_Source text_:

A letter from Nick Harding to IARA copying in his to councillors.
Nick Harding firstname.lastname@example.org 020 7485 9397. 0780 180 2344
Sent to all Camden Councillors
Camden Council has failed to collect what it accepts is a debt owed to the people of Camden. We estimate it to be over £3m.
We have made strenuous efforts to encourage Camden to collect this debt – but Councillors Gould, Beales and Olszewski have not followed up on our meeting and have failed to reply to emails.
Therefore we feel we have no other choice other than to write to you and all other Councillors asking you to look very carefully at this ‘Talacre Affair’, to ask questions, seek answers – and let the people of Camden know what action is going to be taken to collect the debt.
What follows is a Summary of the Talacre scandal where Camden under-sold prime council property and then failed to calculate and collect the “Overage” that we estimate to be over £3m which became due. Following the Summary is Supplementary information giving more detail to what is in the Summary. Do forward it to anyone you know who might be interested.
For more information, please visit the Talacrefacts website here and / or email either of us. Some notes of the Zoom meeting referred to may be available on request – they make interesting reading.
Nick and Brian
Nick Harding NW5 4ER. email@example.com
Brian Lake NW5. Brian@Jarndyce.co.uk
(for more detail see Supplementary Information referenced to bracketed numbers below, links and this website “Talacrefacts”.
#1 Camden Land was sold to a private developer (9) for £651,000 in 2007. (1)
#2 Only £325,500 (half) was payable and paid before building started. The other half was part of an arrangement known as “Overage” whereby if the private flats are sold for more than a defined amount, the surplus is shared between the developer/owner and the Council. (2)
#3 In 2007, the 36 private flats were estimated by Camden and the developers in a “Development Appraisal” carried out by an associate of the buyer (9), to be expected to sell for £8,197,629 and the estimated profit to the developer to be £1,987,180. Local people believed that to be absurdly low but were comforted by the knowledge that when the actual profit was known, it would be much higher and so would produce a dividend for the Council in the form of “Overage” (2)
#4 The flats were sold in 2014 for £20,757,590. About 2 ½ times more than Camden and the developers “expected” 7 years earlier (3)
#5 The Conditional Sale Agreement appears to have no specific requirement that the overage be actually agreed or paid before permitting the flats to be occupied, unlike similar agreements made by other local authorities. (6)
#6 Between 2014 and mid 2020 local people expected a substantial amount to become payable to Camden under the overage arrangement and estimated it to be over £3m. Freedom of Information requests were made and up to 2020 were met with responses that it was complicated and being addressed. (4)
#7 In 2019/20. Camden’s replies began saying in effect that overage was owed, they didn’t know how much but anyway that it was not possible to collect it. (5)

_Supplied entries_:
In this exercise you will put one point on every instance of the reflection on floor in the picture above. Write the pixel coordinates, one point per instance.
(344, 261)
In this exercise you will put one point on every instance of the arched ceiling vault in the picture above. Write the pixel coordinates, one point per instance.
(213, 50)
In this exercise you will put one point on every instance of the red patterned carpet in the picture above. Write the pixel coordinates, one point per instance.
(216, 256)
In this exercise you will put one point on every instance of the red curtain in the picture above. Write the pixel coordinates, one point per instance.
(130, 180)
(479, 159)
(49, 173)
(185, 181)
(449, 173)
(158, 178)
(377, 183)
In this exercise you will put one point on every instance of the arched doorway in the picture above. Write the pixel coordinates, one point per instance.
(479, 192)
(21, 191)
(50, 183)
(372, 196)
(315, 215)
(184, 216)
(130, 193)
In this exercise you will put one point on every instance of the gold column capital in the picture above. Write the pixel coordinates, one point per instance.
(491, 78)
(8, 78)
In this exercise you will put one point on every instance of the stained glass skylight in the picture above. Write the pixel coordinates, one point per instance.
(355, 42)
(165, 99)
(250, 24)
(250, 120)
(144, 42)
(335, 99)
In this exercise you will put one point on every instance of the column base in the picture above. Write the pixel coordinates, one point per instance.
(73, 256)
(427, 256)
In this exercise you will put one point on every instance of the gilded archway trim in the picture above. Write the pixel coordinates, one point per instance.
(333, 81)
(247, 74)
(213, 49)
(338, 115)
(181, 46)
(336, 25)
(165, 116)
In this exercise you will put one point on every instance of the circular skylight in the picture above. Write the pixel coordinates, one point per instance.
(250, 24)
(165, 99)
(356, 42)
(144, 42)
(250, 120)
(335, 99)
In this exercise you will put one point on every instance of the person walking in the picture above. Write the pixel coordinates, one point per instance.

_Objective_: List every distinct sum of money in pounds sterling that appears in the letter about the Talacre land sale, giving each figure once.

_Written response_:
£3m
£651,000
£325,500
£8,197,629
£1,987,180
£20,757,590